Reproduce each record in the listing below exactly as written.
※
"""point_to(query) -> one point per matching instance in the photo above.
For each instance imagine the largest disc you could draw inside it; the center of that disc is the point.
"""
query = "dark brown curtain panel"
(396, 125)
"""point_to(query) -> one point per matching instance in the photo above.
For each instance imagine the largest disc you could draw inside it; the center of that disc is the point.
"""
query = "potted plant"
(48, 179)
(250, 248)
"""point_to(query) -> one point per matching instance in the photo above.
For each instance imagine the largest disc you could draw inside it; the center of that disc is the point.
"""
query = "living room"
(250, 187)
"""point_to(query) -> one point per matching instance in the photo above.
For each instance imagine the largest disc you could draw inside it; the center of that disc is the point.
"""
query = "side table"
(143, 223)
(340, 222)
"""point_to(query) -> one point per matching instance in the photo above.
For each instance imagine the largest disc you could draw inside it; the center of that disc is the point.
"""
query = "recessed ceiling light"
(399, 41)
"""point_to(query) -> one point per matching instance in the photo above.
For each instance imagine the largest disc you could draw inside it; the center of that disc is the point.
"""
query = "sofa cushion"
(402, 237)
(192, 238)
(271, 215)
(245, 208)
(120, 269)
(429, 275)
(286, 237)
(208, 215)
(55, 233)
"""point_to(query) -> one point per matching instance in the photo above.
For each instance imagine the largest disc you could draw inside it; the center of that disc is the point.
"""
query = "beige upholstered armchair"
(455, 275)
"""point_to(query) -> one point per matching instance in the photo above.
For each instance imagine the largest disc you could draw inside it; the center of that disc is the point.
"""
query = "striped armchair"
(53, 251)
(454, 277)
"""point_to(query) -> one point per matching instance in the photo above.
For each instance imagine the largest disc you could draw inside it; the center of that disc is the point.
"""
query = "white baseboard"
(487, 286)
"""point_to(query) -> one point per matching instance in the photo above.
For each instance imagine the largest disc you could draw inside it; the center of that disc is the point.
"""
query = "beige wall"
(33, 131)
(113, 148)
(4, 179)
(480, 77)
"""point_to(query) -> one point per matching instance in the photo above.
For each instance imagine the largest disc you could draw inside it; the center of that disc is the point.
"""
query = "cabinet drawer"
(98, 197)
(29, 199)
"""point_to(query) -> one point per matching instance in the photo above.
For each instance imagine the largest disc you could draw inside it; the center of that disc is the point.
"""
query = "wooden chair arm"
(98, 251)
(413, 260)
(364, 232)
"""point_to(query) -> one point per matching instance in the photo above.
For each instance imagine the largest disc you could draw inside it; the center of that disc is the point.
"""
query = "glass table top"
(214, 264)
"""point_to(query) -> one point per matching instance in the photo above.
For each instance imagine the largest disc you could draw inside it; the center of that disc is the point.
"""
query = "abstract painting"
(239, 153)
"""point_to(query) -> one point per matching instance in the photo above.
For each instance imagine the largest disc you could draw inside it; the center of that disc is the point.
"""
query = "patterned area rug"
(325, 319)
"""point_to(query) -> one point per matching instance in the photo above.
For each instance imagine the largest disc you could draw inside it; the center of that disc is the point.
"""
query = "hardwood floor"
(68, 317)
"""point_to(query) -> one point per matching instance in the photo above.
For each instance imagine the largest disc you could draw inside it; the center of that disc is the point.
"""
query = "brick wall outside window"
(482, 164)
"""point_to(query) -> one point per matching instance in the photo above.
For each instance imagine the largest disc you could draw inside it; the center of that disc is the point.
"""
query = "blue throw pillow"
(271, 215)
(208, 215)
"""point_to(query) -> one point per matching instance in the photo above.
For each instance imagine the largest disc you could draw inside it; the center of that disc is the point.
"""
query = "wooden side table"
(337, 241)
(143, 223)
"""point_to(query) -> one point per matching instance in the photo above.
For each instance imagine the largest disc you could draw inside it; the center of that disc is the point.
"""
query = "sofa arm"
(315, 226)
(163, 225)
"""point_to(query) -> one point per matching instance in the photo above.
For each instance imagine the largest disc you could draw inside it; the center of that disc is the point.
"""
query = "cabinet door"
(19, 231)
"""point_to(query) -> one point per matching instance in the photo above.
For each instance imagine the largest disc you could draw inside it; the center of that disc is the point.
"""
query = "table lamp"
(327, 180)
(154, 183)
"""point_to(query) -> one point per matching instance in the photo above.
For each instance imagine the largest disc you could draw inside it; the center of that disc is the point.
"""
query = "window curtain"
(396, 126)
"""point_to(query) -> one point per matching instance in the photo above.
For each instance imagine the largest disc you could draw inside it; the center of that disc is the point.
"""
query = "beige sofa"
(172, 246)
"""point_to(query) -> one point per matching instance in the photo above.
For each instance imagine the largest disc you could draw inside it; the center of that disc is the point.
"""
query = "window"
※
## RESULT FOR THIS EXERCISE
"""point_to(query) -> one point per matching instance in the photo above.
For each instance imagine the largest disc you could draw inside it; the center of that disc is the point.
"""
query = "dark brown curtain panel"
(396, 125)
"""point_to(query) -> one point per matching instance in the photo above.
For each instance imagine the largest disc you could draw inside it; the center of that disc is the point.
"""
query = "potted plant"
(48, 179)
(250, 248)
"""point_to(query) -> one point per matching instance in the photo above.
For each instance imagine the largest disc you could draw inside it; the center of that disc is the point.
"""
query = "living room"
(250, 187)
"""point_to(query) -> one point per matching instance in the photo above.
For each instance imagine the largest disc you could draw inside it; the center of that disc is the point.
"""
query = "side table"
(143, 223)
(340, 222)
"""point_to(query) -> one point per matching instance in the photo above.
For each instance imagine the largest disc you could draw inside it; the center of that disc is the point.
"""
query = "recessed ceiling light"
(399, 41)
"""point_to(query) -> one point per matching instance in the photo above.
For each instance imagine the largest disc you could draw inside it; the center of that disc is the point.
"""
query = "sofa cushion"
(402, 237)
(192, 238)
(271, 215)
(245, 208)
(120, 269)
(429, 275)
(286, 237)
(208, 215)
(55, 233)
"""point_to(query) -> one point per matching instance in the photo above.
For each instance imagine the largest disc you could draw inside it; the center of that disc is the point.
"""
query = "beige upholstered armchair"
(455, 275)
"""point_to(query) -> one point per matching instance in the photo above.
For each instance imagine the largest disc you could draw inside it; the center of that disc is the point.
"""
query = "striped armchair"
(53, 251)
(454, 277)
"""point_to(query) -> one point per matching instance in the photo above.
For each instance imagine the largest disc you could draw inside it; the center of that disc is the point.
"""
query = "white baseboard"
(487, 286)
"""point_to(query) -> one point per matching instance in the photo above.
For each instance imagine the largest disc you could draw inside it; the center of that disc is the point.
"""
query = "beige wall"
(33, 131)
(113, 148)
(4, 179)
(480, 77)
"""point_to(query) -> one point per matching instance in the photo above.
For each instance imagine the largest disc you could draw inside it; the center of that disc is the point.
"""
query = "cabinet drawer"
(98, 197)
(29, 199)
"""point_to(query) -> one point per matching instance in the photo above.
For each instance imagine the largest disc you could draw inside it; the center of that disc is the point.
"""
query = "wooden chair arm"
(98, 251)
(413, 260)
(364, 232)
"""point_to(query) -> one point per matching instance in the photo above.
For each instance imagine the largest disc you could draw inside it; the center of that disc is the point.
"""
query = "glass table top"
(214, 264)
"""point_to(query) -> one point per matching instance in the photo above.
For each instance imagine the largest disc you could draw inside it; the center of that disc is the point.
"""
query = "abstract painting"
(239, 153)
"""point_to(query) -> one point per matching instance in the photo above.
For each instance imagine the largest disc you could draw inside it; the center of that disc is the point.
"""
query = "patterned area rug"
(325, 319)
"""point_to(query) -> one point per matching instance in the photo above.
For each instance imagine the largest disc you could draw inside it; the center of that disc is the point.
"""
query = "hardwood floor"
(68, 317)
"""point_to(query) -> one point per matching instance in the photo above.
For each instance imagine the largest disc you could draw inside it; the center of that disc is the point.
"""
query = "brick wall outside window"
(482, 164)
"""point_to(query) -> one point per matching instance in the photo above.
For each instance imagine the largest disc you could draw inside it; the center of that disc is the point.
"""
query = "blue throw pillow"
(271, 215)
(208, 215)
"""point_to(query) -> one point per matching instance in the photo above.
For each instance imagine the largest disc you could draw inside it; the center of that disc is the point.
"""
query = "wooden side table"
(337, 241)
(143, 223)
"""point_to(query) -> one point per matching instance in the photo above.
For each instance imagine the largest disc you could draw inside it; the center of that disc is the point.
"""
query = "sofa arm"
(315, 226)
(163, 225)
"""point_to(query) -> one point per matching instance in the photo above.
For each instance imagine the largest disc you could draw inside it; the center of that disc is the point.
"""
query = "cabinet door"
(19, 231)
"""point_to(query) -> one point per matching instance in the photo above.
For each instance imagine the largest disc you could draw inside it; the center of that disc is the point.
"""
query = "table lamp"
(327, 180)
(154, 183)
"""point_to(query) -> one point per matching instance in the photo above.
For each instance imagine the largest disc you could draw inside it; the center of that disc is the point.
"""
query = "window curtain"
(396, 126)
"""point_to(query) -> one point per matching instance in the photo above.
For each instance imagine the largest disc you could draw inside it; the center of that disc is the point.
"""
query = "beige sofa"
(172, 246)
"""point_to(query) -> one point per matching instance in the photo above.
For each instance imagine the largest disc you could draw inside it; the center of that disc is the point.
"""
query = "window"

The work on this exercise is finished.